Text section:
June 10th, 2008

Pisa and Lucca!

This weekend, I went to not one, but two Italian cities! Here’s the obligatory photo of the leaning tower of Pisa:

I think this picture looks like it could be on a postcard- the weather was so beautiful when I took it! But as the next photo shows, the weather was pretty variable that day:

Yes, it really does lean that far! Pisan architects have devoted a lot of time and money into making sure that it doesn’t lean any further than that, going to the extent of which, for several years, there was what looked like a catapult attached to a rubber band around the middle of the tower! But right now, the tower is safe, even to walk around inside of. We saw tourists going all the way up to the top! But my group didn’t do that. We were busy seeing the other sights of the Piazza Dei Miracoli, or Miracle Square. These included the church, the baptism dome, and the cemetary, because apparently in the middle ages, the three stages of life (birth and baptism, life and mass, death) had to be kept in separate buildings. I took a lot of video, but I’m still figuring out how to upload it.

Dataset content:
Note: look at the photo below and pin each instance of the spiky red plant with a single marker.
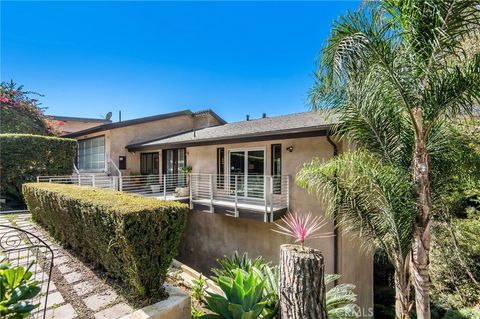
(302, 227)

Tasks to carry out:
a: Check each statement against the blog post about Pisa and Lucca, and answer yes or no for each, quoting the words of the post that decide it: (i) The writer's group went up to the top of the leaning tower. (ii) At present the tower is safe to walk around inside. (iii) The writer has already uploaded the video taken that day.
b: Retype the passage of the blog post about Pisa and Lucca from "Yes, it really does" to "how to upload it.".

Answers provided:
a:
(i) No: "We saw tourists going all the way up to the top! But my group didn’t do that."
(ii) Yes: "But right now, the tower is safe, even to walk around inside of."
(iii) No: "I took a lot of video, but I’m still figuring out how to upload it."

b:
Yes, it really does lean that far! Pisan architects have devoted a lot of time and money into making sure that it doesn’t lean any further than that, going to the extent of which, for several years, there was what looked like a catapult attached to a rubber band around the middle of the tower! But right now, the tower is safe, even to walk around inside of. We saw tourists going all the way up to the top! But my group didn’t do that. We were busy seeing the other sights of the Piazza Dei Miracoli, or Miracle Square. These included the church, the baptism dome, and the cemetary, because apparently in the middle ages, the three stages of life (birth and baptism, life and mass, death) had to be kept in separate buildings. I took a lot of video, but I’m still figuring out how to upload it.